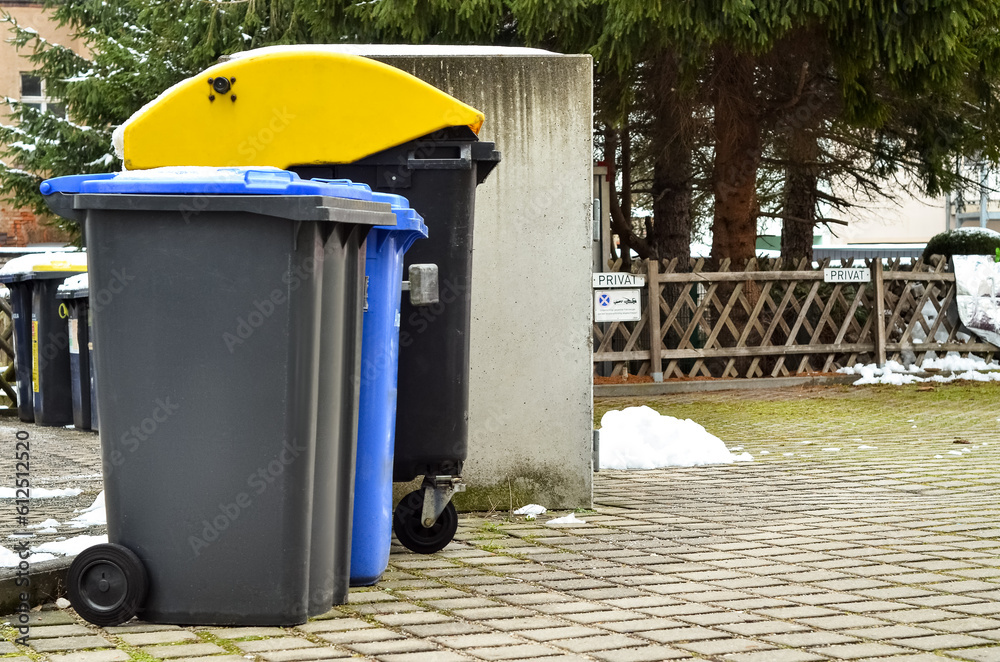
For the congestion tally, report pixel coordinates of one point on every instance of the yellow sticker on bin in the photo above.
(285, 109)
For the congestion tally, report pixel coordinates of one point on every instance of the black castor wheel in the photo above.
(107, 584)
(412, 534)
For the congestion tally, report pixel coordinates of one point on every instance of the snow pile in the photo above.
(74, 284)
(39, 493)
(640, 438)
(95, 515)
(49, 261)
(10, 559)
(532, 510)
(69, 547)
(972, 369)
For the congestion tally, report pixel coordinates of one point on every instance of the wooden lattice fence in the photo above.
(771, 319)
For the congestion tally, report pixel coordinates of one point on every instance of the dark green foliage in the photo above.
(970, 241)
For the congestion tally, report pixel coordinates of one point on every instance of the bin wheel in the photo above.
(408, 527)
(107, 584)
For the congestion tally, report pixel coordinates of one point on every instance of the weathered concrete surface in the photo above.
(530, 387)
(881, 552)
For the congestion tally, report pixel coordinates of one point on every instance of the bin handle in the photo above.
(463, 162)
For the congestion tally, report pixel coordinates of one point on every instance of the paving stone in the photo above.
(243, 633)
(299, 655)
(955, 625)
(513, 652)
(183, 650)
(425, 656)
(840, 622)
(808, 639)
(779, 655)
(276, 644)
(724, 646)
(579, 644)
(140, 626)
(674, 635)
(978, 654)
(412, 618)
(528, 623)
(153, 638)
(941, 641)
(48, 631)
(359, 636)
(643, 624)
(46, 617)
(479, 640)
(392, 647)
(60, 644)
(334, 625)
(645, 654)
(85, 656)
(486, 613)
(858, 651)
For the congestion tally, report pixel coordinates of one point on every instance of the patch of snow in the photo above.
(568, 519)
(531, 510)
(47, 524)
(70, 546)
(640, 438)
(39, 493)
(75, 284)
(94, 515)
(10, 559)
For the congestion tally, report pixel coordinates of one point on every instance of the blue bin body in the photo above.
(372, 527)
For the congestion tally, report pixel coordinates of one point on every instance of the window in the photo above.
(33, 95)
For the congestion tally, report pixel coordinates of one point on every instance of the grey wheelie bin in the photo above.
(208, 360)
(41, 337)
(438, 175)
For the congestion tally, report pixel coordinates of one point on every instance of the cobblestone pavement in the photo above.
(889, 553)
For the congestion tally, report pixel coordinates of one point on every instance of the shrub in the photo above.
(963, 241)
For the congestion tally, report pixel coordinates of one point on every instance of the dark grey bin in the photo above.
(208, 363)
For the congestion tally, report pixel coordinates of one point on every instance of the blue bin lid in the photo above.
(205, 181)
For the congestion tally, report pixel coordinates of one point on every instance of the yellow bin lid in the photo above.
(287, 108)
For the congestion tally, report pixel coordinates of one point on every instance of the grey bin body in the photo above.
(221, 472)
(438, 175)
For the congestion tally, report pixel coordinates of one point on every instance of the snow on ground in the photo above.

──────────

• [Exercise requirements] Word for word, restate every line of the listing, omitting the pictures.

• [Answer to this task]
For the congestion tally, report pixel coordinates of one point on every instance of the yellow sticker on bin in the photo above.
(285, 109)
For the congestion tally, report pixel coordinates of one point on every instance of the black castor wheel in the photo above.
(107, 584)
(412, 534)
For the congestion tally, report pixel coordinates of one point on every instance of the snow pile in the photo above.
(74, 284)
(39, 493)
(640, 438)
(95, 515)
(49, 261)
(10, 559)
(532, 510)
(69, 547)
(972, 369)
For the congestion tally, report pixel coordinates of one point on every instance of the wooden lattice fence in the photo above.
(771, 319)
For the congestion tally, report pixel coordinates of one point on every instance of the dark green foliage in the photo above.
(970, 241)
For the congestion tally, report pixel coordinates of one point on every instance of the bin wheel in the photo above.
(408, 527)
(107, 584)
For the congestion tally, report pixel coordinates of one point on every instance of the weathered concrete surface in the photo above.
(530, 387)
(881, 552)
For the congestion tally, report pixel coordinates of one point on every instance of the bin handle in the photo above.
(463, 162)
For the congestion tally, report pixel coordinates of one point on every instance of the paving stone in the photo above.
(243, 633)
(299, 655)
(955, 625)
(513, 652)
(183, 650)
(425, 656)
(840, 622)
(808, 639)
(779, 655)
(276, 644)
(724, 646)
(579, 644)
(140, 626)
(674, 635)
(978, 654)
(412, 618)
(528, 623)
(153, 638)
(941, 641)
(48, 631)
(359, 636)
(643, 624)
(46, 617)
(479, 640)
(392, 647)
(60, 644)
(334, 625)
(645, 654)
(85, 656)
(486, 613)
(858, 651)
For the congestion tally, report pixel coordinates of one point on every instance of the patch of snow in the photo above.
(568, 519)
(531, 510)
(47, 524)
(70, 546)
(640, 438)
(39, 493)
(75, 284)
(94, 515)
(10, 559)
For the congestion tally, report pixel coordinates of one point on every instance of the blue bin body in the photo above.
(372, 527)
For the congestion tally, report pixel coordinates of one point on every instance of the window in the photo above.
(33, 95)
For the congestion tally, report pixel coordinates of one point on every instance of the grey wheelie bin in the photo above.
(208, 360)
(41, 337)
(438, 175)
For the congestion tally, report pixel coordinates of one point on every instance of the cobblestone pavement in the photo above.
(889, 553)
For the congestion tally, report pixel coordinates of one point on every instance of the shrub in the photo above.
(963, 241)
For the congestion tally, report pixel coordinates of one point on every instance of the dark grey bin in the photo above.
(208, 363)
For the congestion tally, report pixel coordinates of one point on every instance of the blue bin lid in the photo above.
(205, 181)
For the congestion tally, report pixel coordinates of one point on every instance of the yellow bin lid in the photo above.
(287, 108)
For the congestion tally, report pixel coordinates of one point on every instance of the grey bin body in the photo above.
(221, 472)
(438, 175)
For the congestion tally, report pixel coordinates of one point on every instance of the snow on ground in the photo above.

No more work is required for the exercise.